AIM: Omit the pictures and retype only the lines from the one containing "indicate the green foliage" through the end of the listing, both ends included.

[start EXTRACTED MATERIAL]

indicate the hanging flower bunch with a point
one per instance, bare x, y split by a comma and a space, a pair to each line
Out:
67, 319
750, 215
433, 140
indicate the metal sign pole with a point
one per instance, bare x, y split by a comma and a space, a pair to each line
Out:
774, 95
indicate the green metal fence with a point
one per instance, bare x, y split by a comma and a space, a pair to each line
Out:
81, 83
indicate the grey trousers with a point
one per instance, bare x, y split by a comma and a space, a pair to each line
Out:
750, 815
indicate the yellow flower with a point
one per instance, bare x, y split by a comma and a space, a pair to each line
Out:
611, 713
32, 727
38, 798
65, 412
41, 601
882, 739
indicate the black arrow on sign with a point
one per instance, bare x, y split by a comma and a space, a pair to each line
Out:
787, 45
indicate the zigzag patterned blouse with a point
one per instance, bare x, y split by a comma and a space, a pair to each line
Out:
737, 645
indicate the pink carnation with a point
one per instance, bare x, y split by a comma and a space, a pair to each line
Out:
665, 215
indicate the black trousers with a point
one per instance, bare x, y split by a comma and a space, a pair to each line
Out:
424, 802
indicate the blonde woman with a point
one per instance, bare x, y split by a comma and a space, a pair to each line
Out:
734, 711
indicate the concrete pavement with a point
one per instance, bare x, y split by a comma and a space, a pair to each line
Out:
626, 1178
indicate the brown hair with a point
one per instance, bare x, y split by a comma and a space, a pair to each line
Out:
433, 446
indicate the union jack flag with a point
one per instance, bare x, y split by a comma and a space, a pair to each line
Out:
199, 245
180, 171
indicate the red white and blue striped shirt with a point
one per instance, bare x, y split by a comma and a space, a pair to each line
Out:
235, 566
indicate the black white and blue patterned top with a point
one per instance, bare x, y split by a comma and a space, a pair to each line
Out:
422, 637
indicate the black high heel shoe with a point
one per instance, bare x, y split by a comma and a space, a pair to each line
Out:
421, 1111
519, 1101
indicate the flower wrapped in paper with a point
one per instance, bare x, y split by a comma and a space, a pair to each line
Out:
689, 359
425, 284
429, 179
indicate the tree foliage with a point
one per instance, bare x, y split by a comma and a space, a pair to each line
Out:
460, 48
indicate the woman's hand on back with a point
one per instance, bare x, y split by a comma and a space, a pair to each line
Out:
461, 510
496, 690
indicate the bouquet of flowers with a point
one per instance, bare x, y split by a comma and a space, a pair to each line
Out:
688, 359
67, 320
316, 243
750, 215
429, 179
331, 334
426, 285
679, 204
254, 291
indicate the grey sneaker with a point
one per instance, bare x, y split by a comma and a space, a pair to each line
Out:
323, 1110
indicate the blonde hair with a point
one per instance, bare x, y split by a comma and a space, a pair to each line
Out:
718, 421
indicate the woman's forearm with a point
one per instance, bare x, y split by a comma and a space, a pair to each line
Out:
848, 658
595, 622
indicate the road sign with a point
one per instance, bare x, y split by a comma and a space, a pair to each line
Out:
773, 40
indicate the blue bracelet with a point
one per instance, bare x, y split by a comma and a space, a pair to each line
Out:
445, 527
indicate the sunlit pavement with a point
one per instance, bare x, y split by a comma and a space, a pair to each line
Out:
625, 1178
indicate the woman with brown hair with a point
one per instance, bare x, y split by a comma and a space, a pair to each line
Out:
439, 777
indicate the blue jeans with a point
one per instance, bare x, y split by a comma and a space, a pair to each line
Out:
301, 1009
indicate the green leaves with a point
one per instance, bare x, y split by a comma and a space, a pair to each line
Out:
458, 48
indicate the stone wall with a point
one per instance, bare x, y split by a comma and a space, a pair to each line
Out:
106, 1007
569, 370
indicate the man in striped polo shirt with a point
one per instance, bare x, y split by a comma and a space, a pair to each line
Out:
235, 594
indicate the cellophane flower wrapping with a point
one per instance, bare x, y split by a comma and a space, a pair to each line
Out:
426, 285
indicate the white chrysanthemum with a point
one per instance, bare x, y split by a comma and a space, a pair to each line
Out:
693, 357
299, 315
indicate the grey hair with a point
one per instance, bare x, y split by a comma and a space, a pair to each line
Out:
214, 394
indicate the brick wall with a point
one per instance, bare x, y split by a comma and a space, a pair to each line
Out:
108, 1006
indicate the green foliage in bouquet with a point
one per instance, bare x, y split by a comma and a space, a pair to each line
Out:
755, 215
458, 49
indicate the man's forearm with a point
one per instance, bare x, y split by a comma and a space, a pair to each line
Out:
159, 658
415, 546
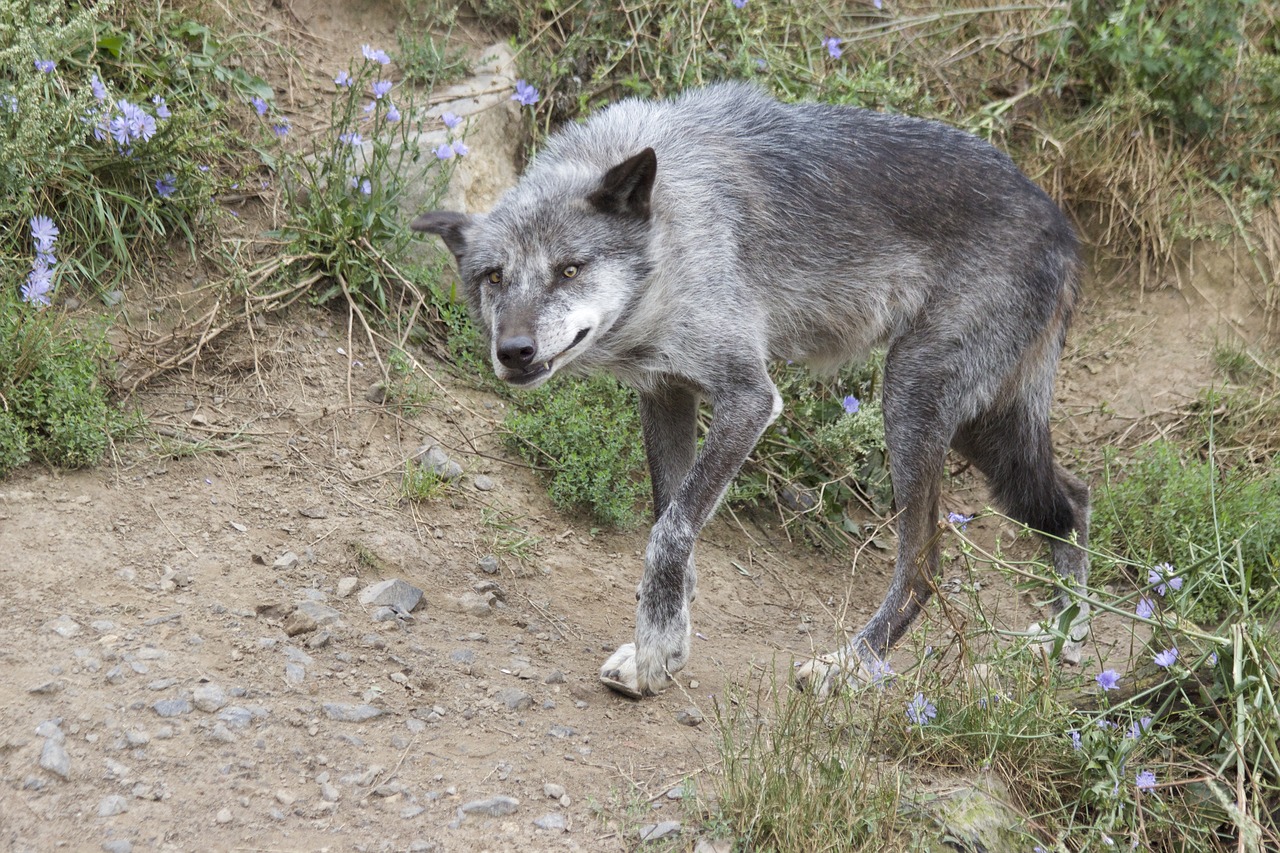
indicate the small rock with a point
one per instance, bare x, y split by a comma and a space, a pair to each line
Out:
300, 623
286, 560
112, 806
209, 698
172, 707
689, 716
493, 807
392, 593
437, 461
64, 626
554, 822
515, 699
343, 712
656, 831
54, 758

[end EXTRACTED MATERIAL]

SOLUTION:
indicate the green foliage in bouquet with a point
one per instance, bare x, y split by a comma and a space, a pair to each line
Out:
755, 215
458, 49
indicate the man's forearm with a point
one per instance, bare x, y split by a comma and a space, a pair to each line
Out:
159, 658
415, 546
indicate the small rock with a point
one per instance, bare x, y split by a comma and a space, a pair to each line
Out:
300, 623
286, 560
112, 806
209, 698
172, 707
689, 716
493, 807
392, 593
437, 461
64, 626
554, 822
515, 699
343, 712
656, 831
54, 758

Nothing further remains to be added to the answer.